[A run of records]
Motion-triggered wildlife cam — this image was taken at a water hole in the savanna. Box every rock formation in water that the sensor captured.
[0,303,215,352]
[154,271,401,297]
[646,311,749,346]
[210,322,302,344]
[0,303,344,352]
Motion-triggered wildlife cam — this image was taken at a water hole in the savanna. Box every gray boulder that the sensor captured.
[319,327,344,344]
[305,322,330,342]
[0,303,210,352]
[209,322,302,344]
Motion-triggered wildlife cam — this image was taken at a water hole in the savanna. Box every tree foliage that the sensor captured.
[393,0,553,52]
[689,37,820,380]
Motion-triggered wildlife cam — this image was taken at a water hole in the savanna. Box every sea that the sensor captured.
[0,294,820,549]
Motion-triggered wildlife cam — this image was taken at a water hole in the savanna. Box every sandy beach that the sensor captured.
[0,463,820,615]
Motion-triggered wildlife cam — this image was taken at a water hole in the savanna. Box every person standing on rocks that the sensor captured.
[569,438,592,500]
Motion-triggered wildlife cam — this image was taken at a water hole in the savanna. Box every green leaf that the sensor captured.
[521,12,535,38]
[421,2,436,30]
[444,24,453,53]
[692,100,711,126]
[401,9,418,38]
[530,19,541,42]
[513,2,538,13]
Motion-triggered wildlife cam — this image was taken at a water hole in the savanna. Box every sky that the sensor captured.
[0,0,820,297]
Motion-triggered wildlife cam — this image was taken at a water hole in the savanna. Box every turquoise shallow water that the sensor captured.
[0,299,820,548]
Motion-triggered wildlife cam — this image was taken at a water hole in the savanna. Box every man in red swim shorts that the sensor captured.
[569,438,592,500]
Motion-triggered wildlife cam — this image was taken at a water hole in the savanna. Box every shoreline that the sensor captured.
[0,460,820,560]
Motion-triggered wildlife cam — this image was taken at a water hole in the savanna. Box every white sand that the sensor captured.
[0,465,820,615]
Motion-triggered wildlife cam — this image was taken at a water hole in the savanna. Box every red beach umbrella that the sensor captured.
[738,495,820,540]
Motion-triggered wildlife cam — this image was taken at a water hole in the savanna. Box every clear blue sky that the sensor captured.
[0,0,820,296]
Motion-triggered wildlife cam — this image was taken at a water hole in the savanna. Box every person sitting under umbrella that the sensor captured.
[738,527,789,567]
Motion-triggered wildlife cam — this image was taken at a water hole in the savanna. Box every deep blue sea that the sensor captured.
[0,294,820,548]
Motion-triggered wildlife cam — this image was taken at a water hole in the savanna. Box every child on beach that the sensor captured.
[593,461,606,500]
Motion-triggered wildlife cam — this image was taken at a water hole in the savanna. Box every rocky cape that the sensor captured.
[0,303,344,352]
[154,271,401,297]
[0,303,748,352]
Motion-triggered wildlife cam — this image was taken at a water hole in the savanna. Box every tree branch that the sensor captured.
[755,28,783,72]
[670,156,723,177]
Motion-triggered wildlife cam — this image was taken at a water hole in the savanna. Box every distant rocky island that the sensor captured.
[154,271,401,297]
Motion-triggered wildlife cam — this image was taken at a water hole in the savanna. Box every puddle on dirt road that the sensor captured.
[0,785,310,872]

Aim of the task: Copy out the stretch of the listing that starts with the line containing "rocks that the sensor captured." and ends with the line containing "[0,294,820,548]", including both of those lines.

Solution to the problem:
Motion-triggered wildlife cam — this image was taken at a water hole in the savanna. Box every person standing on rocks that the sensor captured.
[569,438,592,500]
Motion-triggered wildlife cam — this image was taken at a water hole in the savanna. Box every green leaf that the sensor captured.
[521,12,535,38]
[421,2,436,30]
[444,24,453,53]
[692,100,711,126]
[401,9,418,38]
[530,19,541,42]
[513,2,538,13]
Motion-triggered wildlife cam — this image was taken at a water hole in the savanna. Box every sky that the sensor captured.
[0,0,820,297]
Motion-triggered wildlife cam — this image was taken at a water hole in the savanna. Box every turquoise shallow water that the sensor captured.
[0,299,820,548]
Motion-triggered wildlife cam — this image was taken at a water hole in the savanna. Box every man in red swim shorts that the sensor captured.
[569,438,592,500]
Motion-triggered wildlife cam — this image was taken at a water hole in the savanna. Box every shoreline that the sensor captured.
[0,460,820,560]
Motion-triggered wildlife cam — this image was taken at a water hole in the savanna. Box every white sand that the sensor captured.
[0,465,820,615]
Motion-triggered wildlife cam — this image was taken at a water hole in the savanna. Box every red beach umbrella that the sensor captured.
[738,495,820,540]
Motion-triggered wildlife cam — this image was taken at a water hole in the savanna. Box every clear blue sky that the sensor captured.
[0,0,820,296]
Motion-triggered wildlife cam — this image was taken at a water hole in the savanna. Box every person sitting under umbrella that the sensor captured.
[738,527,789,567]
Motion-triggered wildlife cam — this image was taken at a water hole in the savanna. Box every deep blue sea that the sensor captured.
[0,294,820,548]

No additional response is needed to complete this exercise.